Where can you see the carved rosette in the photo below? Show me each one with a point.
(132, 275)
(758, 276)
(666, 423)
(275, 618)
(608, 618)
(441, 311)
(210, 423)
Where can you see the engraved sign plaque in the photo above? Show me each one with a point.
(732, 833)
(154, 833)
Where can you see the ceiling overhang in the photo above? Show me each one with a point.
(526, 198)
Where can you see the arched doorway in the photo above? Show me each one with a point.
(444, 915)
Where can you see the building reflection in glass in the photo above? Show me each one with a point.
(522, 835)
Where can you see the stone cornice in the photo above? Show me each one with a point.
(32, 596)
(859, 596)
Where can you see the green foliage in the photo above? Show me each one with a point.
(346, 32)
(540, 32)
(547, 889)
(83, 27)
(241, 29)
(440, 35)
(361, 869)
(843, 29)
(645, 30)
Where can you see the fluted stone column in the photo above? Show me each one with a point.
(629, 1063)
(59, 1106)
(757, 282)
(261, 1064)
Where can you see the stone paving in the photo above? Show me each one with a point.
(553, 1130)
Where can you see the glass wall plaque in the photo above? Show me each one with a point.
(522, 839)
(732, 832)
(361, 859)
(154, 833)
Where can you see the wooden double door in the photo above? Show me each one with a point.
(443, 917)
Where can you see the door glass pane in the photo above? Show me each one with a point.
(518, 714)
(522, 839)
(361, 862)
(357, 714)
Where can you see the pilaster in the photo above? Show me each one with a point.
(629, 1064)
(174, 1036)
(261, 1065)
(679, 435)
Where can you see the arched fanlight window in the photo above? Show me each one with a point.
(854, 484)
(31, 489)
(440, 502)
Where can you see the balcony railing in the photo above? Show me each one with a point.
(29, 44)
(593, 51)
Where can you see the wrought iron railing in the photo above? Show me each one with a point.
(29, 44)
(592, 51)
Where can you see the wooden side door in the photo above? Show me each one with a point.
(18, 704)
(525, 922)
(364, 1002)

**Assignment:**
Repeat the data above starting at the line with "Where can you see the wrought" and ending at its last line, exactly, with no other lines.

**Task result:**
Where can you see the wrought iron railing in the photo above? Show me each one with a point.
(29, 44)
(592, 51)
Where can you see the wooden side door in the photo above? Show me each one with a point.
(18, 704)
(525, 922)
(364, 1002)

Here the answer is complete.